▸ Problem details:
Copy the records from the start through the line containing "left=0, top=0, right=450, bottom=118", requests included. Shift every bounding-box coordinate in the answers by adding -43, and leave the requests and their sample coordinates unchanged.

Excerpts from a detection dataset
—————
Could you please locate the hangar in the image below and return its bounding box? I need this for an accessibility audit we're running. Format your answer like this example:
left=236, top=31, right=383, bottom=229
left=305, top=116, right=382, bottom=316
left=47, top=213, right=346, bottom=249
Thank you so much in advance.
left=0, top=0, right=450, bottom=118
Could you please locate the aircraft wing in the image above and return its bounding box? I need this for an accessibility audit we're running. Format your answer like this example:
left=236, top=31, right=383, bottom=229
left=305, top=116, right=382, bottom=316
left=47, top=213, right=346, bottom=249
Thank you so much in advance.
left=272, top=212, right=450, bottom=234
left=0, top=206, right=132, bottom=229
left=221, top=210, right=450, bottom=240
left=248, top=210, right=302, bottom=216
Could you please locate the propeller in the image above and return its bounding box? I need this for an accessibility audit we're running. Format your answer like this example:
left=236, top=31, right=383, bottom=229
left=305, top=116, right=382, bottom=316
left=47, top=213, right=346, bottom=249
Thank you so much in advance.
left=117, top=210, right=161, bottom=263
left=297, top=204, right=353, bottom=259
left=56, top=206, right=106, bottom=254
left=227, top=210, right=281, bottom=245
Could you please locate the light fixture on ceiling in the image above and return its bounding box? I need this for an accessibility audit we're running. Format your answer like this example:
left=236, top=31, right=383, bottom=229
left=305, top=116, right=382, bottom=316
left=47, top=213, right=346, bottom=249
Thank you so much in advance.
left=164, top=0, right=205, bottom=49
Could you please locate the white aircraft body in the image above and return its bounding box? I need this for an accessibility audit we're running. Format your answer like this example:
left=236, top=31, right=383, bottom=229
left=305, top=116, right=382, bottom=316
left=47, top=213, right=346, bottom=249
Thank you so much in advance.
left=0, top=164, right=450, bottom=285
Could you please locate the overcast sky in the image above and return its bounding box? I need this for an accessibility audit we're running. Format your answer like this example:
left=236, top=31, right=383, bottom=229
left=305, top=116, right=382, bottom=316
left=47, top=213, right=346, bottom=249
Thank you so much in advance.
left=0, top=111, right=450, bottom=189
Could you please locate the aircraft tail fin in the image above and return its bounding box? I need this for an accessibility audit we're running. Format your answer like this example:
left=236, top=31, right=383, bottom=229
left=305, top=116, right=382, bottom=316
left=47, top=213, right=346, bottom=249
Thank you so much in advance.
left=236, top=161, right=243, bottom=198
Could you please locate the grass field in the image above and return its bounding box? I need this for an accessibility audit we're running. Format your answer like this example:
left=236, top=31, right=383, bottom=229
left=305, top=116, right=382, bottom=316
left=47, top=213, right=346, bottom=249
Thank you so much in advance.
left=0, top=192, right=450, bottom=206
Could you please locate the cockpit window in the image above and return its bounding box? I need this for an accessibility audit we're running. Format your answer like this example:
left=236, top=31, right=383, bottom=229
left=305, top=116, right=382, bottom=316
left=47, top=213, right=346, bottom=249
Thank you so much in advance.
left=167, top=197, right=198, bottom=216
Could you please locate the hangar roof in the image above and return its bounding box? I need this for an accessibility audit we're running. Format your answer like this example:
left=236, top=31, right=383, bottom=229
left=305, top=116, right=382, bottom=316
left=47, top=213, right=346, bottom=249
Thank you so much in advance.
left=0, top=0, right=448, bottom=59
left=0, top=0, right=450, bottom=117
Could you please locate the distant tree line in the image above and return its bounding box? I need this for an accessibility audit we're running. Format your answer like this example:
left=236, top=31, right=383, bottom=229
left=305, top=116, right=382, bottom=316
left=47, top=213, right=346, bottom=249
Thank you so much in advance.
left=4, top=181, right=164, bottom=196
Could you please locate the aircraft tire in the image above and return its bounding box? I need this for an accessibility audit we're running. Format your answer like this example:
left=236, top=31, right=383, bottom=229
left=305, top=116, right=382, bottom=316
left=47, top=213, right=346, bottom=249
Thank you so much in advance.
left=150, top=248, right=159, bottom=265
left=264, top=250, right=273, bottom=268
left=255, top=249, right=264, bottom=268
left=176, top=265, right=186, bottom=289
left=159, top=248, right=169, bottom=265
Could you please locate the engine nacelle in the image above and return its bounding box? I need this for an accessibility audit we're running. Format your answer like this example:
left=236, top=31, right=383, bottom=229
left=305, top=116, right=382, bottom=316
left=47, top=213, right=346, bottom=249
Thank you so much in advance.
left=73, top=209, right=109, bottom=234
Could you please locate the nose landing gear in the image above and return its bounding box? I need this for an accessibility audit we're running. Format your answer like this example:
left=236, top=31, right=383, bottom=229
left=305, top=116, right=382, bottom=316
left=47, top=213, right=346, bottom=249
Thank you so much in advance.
—————
▸ Result below:
Could you please locate the hangar in the image below and return its bounding box? I need this for an accessibility audit we're running. Format your answer like this example:
left=236, top=31, right=383, bottom=229
left=305, top=116, right=382, bottom=316
left=47, top=213, right=346, bottom=249
Thank you so much in advance.
left=-43, top=-43, right=407, bottom=75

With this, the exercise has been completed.